## WHAT IS BEING ASKED
In the records below, find the line containing "Target: gray hoodie"; copy exactly that line and all lines after it to the end, and nothing else.

- - - - -

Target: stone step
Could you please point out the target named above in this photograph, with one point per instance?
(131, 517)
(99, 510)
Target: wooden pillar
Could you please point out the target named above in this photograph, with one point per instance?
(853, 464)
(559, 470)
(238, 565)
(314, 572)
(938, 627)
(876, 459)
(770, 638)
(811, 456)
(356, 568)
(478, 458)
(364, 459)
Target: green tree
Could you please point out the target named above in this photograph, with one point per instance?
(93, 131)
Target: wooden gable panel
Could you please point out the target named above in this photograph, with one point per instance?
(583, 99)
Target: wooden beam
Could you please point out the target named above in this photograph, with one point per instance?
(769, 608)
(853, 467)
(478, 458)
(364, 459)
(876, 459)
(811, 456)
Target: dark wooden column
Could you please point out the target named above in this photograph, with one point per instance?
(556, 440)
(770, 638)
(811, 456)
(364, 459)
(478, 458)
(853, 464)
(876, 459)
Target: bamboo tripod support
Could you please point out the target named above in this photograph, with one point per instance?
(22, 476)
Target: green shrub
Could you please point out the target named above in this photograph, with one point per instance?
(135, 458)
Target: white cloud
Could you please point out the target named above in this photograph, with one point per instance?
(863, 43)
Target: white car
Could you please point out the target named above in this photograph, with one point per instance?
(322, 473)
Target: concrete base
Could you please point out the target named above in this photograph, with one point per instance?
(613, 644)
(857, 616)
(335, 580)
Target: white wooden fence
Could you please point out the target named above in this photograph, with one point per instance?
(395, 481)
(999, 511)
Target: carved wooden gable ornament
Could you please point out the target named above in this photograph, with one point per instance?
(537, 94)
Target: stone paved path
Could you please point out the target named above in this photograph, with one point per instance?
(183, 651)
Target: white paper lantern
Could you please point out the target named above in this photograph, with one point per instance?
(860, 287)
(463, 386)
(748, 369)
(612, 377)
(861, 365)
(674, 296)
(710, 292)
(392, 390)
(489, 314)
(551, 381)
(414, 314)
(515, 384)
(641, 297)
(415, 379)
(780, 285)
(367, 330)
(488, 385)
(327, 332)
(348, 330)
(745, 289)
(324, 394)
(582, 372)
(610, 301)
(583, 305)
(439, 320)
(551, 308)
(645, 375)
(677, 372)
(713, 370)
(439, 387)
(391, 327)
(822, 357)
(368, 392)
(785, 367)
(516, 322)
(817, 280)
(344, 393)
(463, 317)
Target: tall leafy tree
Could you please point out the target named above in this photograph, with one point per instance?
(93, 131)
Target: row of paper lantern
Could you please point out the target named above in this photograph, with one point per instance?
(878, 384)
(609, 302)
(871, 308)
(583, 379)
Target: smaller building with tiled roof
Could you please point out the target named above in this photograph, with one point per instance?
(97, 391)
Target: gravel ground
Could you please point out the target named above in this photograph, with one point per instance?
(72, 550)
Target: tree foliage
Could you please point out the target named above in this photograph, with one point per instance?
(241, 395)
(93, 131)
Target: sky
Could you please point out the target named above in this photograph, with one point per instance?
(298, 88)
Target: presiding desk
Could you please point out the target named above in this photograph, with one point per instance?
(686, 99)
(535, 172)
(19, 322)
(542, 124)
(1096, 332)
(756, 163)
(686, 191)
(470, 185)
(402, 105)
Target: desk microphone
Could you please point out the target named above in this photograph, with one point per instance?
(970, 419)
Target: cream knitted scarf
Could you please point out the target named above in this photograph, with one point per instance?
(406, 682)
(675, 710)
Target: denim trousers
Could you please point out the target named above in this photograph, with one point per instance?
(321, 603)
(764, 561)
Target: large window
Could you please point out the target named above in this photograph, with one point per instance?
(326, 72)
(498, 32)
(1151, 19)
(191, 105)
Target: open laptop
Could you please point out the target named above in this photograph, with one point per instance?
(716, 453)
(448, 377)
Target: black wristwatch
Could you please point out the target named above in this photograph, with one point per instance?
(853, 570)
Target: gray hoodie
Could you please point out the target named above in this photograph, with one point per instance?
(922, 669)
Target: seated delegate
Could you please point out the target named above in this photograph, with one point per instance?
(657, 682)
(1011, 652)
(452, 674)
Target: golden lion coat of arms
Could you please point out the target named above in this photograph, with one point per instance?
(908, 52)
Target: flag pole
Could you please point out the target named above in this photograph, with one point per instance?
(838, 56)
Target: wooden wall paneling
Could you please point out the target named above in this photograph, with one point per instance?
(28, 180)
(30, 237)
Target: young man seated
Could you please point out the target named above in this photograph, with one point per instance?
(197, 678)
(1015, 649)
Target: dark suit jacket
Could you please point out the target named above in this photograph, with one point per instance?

- - - - -

## COMPLETE RESPONSE
Target: gray hoodie
Could you please point out the target named above in this photograph, with one point per instance?
(922, 669)
Target: seated delegate
Could you please point out the target named above in this photograph, with one point per instance?
(657, 682)
(1011, 652)
(452, 674)
Target: golden lion coat of arms
Could you please point out the target named above in this photograph, with one point per instance?
(908, 52)
Target: flag pole
Could you please point out the target named above in this photograph, with one point per instance?
(838, 56)
Target: wooden wall paneling
Could you please point out the target named above in this photograph, with one point per instance?
(28, 180)
(30, 237)
Target: young man seated
Could you please point out the target named above in this photograph, with one point per instance?
(197, 678)
(1015, 649)
Target: dark suit jacket
Could you please point out the target named above in this photograph, with one point per instance?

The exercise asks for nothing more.